## START DATA FOR PROCESSING

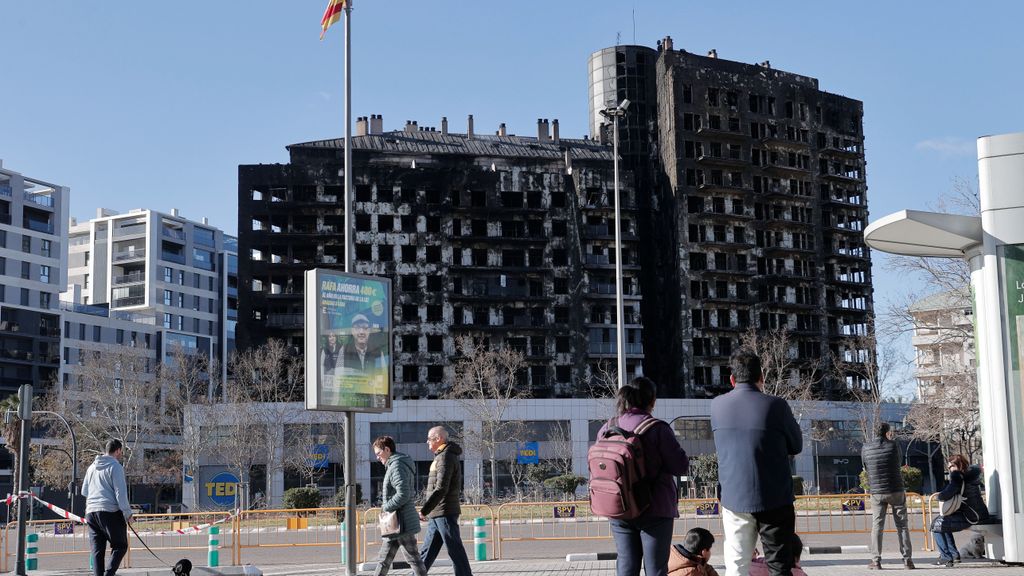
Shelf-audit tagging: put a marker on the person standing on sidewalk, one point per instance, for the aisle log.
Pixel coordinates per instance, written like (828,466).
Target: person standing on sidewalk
(440,509)
(107,508)
(647,538)
(755,435)
(882,459)
(398,491)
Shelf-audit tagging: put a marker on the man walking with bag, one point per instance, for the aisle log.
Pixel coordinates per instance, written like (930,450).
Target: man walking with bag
(440,508)
(107,508)
(882,458)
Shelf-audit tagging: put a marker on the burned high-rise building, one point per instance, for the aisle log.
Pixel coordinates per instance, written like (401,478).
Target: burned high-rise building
(497,236)
(743,199)
(752,202)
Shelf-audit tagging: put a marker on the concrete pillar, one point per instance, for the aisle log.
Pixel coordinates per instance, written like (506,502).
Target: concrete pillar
(999,331)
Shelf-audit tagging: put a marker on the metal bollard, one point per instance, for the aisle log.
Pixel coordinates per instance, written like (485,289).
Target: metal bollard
(342,535)
(31,549)
(480,538)
(213,553)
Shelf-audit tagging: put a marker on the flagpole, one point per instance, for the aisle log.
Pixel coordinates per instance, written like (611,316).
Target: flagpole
(350,493)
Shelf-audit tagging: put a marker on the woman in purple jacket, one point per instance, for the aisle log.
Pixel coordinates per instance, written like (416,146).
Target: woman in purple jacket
(648,537)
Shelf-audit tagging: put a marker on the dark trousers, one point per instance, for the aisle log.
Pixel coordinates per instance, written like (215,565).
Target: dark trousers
(645,538)
(444,530)
(390,546)
(775,528)
(103,528)
(947,545)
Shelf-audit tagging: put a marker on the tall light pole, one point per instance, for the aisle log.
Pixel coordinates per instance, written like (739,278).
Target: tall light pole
(614,114)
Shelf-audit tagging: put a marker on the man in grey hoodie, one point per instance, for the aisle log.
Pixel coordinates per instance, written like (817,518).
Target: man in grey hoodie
(107,508)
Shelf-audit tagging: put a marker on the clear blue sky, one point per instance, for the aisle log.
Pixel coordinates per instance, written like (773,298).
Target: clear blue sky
(156,104)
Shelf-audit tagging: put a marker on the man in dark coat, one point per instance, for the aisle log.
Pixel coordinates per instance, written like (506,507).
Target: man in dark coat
(755,435)
(440,508)
(882,460)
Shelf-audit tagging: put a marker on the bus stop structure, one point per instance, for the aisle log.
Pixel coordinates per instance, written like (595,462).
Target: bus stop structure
(992,243)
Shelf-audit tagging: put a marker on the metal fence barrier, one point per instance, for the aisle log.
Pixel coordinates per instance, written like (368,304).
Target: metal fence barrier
(62,537)
(511,523)
(371,538)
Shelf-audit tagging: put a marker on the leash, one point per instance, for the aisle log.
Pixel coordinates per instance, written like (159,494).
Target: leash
(146,545)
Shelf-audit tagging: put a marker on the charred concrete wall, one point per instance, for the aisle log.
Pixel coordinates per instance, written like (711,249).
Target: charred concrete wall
(514,247)
(769,175)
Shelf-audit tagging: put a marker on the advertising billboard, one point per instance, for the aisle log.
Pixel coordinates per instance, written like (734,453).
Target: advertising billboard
(347,341)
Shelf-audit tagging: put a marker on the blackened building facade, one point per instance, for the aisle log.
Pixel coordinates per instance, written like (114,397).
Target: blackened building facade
(500,237)
(744,200)
(752,208)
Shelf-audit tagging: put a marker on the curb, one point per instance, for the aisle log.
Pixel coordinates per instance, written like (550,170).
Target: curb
(835,549)
(591,557)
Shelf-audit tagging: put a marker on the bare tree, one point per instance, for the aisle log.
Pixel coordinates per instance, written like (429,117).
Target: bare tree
(186,382)
(264,378)
(116,394)
(947,413)
(560,448)
(785,375)
(486,383)
(869,367)
(301,441)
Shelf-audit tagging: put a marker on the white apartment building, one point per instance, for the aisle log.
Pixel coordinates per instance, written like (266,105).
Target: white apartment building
(943,340)
(33,264)
(158,269)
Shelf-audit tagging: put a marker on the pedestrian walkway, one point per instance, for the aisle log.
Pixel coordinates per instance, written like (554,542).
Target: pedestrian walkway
(830,565)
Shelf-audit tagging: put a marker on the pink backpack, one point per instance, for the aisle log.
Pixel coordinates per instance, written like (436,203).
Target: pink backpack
(619,487)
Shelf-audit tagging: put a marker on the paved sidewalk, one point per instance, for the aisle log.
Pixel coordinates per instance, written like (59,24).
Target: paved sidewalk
(830,565)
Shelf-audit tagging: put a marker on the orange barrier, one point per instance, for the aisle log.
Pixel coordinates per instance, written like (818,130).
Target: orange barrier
(371,537)
(55,540)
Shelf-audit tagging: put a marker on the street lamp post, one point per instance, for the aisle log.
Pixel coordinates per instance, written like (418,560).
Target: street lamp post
(817,466)
(614,114)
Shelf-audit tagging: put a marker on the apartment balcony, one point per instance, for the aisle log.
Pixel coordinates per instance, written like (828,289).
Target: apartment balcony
(728,161)
(130,230)
(174,234)
(129,301)
(604,290)
(610,348)
(286,321)
(129,256)
(135,278)
(39,200)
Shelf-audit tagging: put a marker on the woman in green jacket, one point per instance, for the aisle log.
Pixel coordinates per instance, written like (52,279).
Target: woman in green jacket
(398,491)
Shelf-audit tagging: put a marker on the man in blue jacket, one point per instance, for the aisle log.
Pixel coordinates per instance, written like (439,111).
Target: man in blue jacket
(755,435)
(107,508)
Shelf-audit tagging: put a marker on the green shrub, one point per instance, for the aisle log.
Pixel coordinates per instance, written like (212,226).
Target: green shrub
(302,498)
(704,468)
(912,479)
(565,484)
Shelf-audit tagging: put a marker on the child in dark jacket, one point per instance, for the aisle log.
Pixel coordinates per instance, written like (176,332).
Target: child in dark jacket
(690,558)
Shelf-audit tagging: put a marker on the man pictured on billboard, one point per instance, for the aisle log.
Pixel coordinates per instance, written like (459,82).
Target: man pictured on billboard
(331,356)
(357,356)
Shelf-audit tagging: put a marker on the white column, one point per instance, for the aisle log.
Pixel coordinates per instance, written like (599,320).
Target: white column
(1000,171)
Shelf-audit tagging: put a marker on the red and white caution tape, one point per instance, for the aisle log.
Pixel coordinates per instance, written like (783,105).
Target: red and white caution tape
(11,498)
(59,511)
(69,516)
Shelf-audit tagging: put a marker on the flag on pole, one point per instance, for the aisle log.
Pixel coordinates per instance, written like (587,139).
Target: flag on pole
(331,14)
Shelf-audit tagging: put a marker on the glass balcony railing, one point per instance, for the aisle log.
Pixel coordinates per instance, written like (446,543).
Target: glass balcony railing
(39,200)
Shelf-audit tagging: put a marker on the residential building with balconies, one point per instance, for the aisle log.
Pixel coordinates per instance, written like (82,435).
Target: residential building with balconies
(33,264)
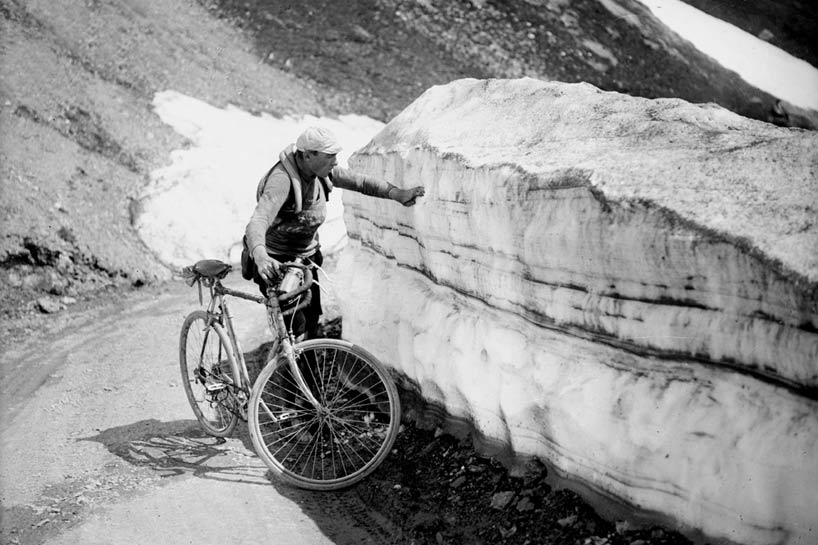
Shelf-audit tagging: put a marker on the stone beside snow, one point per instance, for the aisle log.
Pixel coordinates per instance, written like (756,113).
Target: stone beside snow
(624,288)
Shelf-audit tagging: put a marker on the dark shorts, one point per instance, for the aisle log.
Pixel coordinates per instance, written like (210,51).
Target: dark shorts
(305,320)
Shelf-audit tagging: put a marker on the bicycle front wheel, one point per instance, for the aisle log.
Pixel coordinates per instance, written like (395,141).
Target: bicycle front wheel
(342,440)
(207,375)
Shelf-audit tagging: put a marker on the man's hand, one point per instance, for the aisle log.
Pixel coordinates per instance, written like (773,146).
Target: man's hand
(268,268)
(408,197)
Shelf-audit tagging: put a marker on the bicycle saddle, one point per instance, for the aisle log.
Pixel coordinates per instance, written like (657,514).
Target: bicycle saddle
(211,268)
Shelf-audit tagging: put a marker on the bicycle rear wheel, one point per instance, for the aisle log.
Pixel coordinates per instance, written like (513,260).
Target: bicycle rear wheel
(341,441)
(206,374)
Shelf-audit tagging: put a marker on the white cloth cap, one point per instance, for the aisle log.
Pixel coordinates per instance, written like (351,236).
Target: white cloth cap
(318,139)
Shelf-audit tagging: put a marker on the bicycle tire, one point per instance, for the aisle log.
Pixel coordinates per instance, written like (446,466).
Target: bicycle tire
(340,444)
(206,373)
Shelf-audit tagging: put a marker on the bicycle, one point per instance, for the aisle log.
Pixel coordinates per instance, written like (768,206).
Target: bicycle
(322,414)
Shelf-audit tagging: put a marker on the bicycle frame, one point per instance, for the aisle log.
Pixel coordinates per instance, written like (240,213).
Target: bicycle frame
(284,342)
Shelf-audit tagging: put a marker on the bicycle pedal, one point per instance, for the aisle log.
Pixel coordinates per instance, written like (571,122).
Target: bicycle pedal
(215,386)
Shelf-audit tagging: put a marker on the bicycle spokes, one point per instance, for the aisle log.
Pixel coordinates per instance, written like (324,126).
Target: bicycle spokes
(340,438)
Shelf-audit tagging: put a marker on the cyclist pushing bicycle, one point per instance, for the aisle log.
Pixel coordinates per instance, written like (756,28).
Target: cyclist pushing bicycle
(323,413)
(291,206)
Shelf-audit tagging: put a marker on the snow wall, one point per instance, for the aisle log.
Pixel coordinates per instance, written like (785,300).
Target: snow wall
(624,289)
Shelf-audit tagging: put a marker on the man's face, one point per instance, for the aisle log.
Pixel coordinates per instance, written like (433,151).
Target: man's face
(320,163)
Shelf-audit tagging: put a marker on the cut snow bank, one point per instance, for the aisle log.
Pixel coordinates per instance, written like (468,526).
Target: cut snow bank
(198,206)
(624,288)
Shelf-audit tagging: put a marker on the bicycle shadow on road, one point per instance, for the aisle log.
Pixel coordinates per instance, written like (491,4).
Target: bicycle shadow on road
(181,447)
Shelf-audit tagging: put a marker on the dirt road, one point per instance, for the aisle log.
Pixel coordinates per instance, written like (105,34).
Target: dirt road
(100,445)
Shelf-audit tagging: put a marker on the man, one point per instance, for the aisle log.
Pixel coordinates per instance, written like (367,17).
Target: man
(292,205)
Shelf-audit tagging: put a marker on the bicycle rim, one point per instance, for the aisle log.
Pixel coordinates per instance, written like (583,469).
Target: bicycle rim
(339,443)
(207,375)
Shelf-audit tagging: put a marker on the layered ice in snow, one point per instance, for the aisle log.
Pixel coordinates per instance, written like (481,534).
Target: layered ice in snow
(625,289)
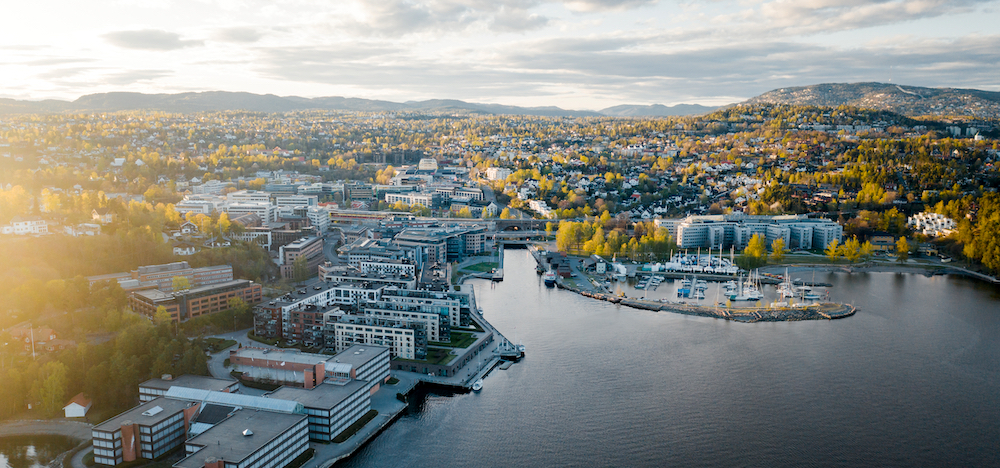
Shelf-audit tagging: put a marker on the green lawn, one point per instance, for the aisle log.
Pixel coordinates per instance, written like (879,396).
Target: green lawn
(458,340)
(435,356)
(215,345)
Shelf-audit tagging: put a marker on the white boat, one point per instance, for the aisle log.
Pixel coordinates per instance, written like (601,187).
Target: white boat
(549,278)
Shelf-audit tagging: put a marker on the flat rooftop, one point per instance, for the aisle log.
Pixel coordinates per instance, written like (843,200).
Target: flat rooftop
(167,408)
(284,355)
(359,355)
(189,381)
(325,396)
(225,441)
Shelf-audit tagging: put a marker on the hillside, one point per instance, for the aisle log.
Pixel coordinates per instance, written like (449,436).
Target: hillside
(905,100)
(221,100)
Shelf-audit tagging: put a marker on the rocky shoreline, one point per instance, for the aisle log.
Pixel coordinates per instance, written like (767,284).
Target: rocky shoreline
(822,311)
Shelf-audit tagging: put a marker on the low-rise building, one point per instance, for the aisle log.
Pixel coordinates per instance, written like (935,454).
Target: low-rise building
(195,302)
(155,388)
(146,431)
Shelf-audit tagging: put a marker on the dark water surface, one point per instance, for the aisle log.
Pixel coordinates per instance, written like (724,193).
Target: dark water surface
(912,380)
(32,451)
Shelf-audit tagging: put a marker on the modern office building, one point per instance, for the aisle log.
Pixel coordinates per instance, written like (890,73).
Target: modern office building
(155,388)
(725,231)
(331,407)
(146,431)
(406,340)
(249,439)
(309,247)
(162,276)
(194,302)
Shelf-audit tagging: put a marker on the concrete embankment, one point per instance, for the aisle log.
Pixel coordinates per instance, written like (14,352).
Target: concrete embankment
(822,311)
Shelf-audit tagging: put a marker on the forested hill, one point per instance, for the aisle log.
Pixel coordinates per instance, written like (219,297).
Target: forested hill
(221,101)
(906,100)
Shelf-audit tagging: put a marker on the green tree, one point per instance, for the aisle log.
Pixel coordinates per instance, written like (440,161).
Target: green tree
(53,390)
(755,253)
(902,250)
(778,250)
(851,250)
(833,251)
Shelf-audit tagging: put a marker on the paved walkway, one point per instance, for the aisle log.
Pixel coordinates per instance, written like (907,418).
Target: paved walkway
(75,429)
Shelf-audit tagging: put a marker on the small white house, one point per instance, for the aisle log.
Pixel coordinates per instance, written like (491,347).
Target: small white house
(78,406)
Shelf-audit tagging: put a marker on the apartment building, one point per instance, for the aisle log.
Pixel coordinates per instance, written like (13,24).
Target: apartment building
(146,431)
(195,302)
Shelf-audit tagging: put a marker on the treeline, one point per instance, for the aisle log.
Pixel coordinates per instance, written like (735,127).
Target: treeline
(109,372)
(646,242)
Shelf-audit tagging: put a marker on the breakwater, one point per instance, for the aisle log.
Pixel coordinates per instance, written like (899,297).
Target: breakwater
(820,311)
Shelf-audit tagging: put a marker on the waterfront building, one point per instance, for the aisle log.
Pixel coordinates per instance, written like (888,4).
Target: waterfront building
(194,302)
(285,366)
(155,388)
(373,279)
(931,224)
(406,340)
(249,439)
(331,408)
(735,230)
(146,431)
(162,276)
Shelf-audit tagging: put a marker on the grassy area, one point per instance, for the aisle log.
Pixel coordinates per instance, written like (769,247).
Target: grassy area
(458,340)
(353,428)
(250,383)
(215,345)
(270,341)
(435,356)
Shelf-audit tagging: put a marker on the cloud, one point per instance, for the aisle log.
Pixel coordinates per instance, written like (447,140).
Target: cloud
(128,77)
(149,39)
(239,34)
(395,18)
(606,5)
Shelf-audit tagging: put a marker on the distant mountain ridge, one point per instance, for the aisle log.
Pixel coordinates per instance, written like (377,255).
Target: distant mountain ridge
(906,100)
(224,100)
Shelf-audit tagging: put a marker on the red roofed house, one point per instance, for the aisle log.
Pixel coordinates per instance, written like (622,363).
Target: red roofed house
(78,406)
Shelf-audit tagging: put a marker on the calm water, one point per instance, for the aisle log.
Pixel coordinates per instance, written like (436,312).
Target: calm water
(912,380)
(32,451)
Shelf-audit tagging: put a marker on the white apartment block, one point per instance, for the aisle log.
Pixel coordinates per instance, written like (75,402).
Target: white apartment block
(497,173)
(431,321)
(296,200)
(931,224)
(722,231)
(249,196)
(387,268)
(266,212)
(400,341)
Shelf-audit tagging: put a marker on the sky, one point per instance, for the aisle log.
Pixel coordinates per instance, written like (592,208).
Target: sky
(575,54)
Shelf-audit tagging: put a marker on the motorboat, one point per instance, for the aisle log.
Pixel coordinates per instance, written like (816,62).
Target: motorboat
(549,278)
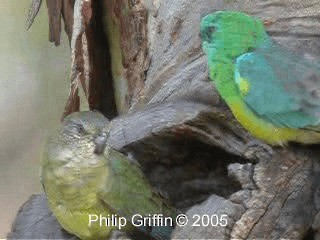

## END DATA FOR PROCESSING

## [PROBLEM TO WORK ON]
Count the lines above that contain the word "residential", matching case, and give only the number.

## [ANSWER TO THE PROBLEM]
2